▸ **WORK TO BE COMPLETED**: Reproduce the entries from the line containing "Task: each instance of the blue long-sleeve" through the last entry, both included. Add 78 to every coordinate in the answer points, and leave each request and its sample points unchanged.

▸ **Extracted entries**:
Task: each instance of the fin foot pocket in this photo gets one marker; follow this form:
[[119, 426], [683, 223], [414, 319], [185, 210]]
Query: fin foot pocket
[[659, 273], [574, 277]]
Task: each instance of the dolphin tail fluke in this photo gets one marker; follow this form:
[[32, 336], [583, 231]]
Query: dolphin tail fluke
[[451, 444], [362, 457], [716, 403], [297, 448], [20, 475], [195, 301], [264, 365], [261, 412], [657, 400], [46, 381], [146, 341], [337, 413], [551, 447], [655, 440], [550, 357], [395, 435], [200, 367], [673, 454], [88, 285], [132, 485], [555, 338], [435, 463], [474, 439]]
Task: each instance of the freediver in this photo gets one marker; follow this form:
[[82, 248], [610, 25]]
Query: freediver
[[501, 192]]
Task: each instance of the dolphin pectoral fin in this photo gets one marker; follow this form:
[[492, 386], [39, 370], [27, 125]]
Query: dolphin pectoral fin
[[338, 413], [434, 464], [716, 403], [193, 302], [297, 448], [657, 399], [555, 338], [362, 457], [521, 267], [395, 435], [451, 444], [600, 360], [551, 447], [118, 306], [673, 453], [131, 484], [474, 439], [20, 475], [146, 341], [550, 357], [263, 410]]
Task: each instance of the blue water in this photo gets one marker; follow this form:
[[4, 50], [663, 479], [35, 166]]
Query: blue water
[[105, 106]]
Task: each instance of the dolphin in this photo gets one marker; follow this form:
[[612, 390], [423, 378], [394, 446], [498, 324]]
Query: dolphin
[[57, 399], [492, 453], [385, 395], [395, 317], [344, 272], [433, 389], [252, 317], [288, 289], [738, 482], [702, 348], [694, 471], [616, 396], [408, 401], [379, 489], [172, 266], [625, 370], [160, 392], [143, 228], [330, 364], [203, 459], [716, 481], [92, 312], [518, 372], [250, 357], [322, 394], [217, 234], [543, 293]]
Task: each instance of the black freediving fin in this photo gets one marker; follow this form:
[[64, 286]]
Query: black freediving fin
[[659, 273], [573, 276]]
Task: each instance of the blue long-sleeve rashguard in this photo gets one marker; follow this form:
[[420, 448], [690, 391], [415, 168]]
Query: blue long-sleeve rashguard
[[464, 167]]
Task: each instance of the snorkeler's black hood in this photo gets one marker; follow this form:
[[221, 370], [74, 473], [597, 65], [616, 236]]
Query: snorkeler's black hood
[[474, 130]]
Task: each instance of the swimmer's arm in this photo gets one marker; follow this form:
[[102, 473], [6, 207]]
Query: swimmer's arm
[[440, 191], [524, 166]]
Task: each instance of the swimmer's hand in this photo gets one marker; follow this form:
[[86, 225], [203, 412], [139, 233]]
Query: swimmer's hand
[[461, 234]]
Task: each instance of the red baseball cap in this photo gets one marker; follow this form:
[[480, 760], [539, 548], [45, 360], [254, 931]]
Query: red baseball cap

▸ **SOLUTION TO THIS EXERCISE**:
Task: each instance of the blue long-sleeve rashguard in this photo gets one marker; follow this form:
[[420, 448], [690, 391], [415, 168]]
Query: blue long-sleeve rashguard
[[542, 245]]
Task: each instance of the snorkeler's black hood in this photo gets one marker; follow this form:
[[221, 370], [74, 473], [597, 65], [616, 236]]
Query: snorkeler's black hood
[[552, 208]]
Task: each instance of the swimmer's arm in this photo gets one marker; follow this form:
[[102, 473], [6, 207]]
Query: swimmer's arm
[[518, 269], [602, 244]]
Task: each instance of the swimmer's hand in this photo gets one marker; follow this form:
[[86, 225], [203, 412], [139, 233]]
Query: swimmer's hand
[[539, 312]]
Task: each instance of the red baseball cap in this photo gets one marker; follow this form:
[[480, 760], [539, 548], [45, 360], [254, 931]]
Query: red baseball cap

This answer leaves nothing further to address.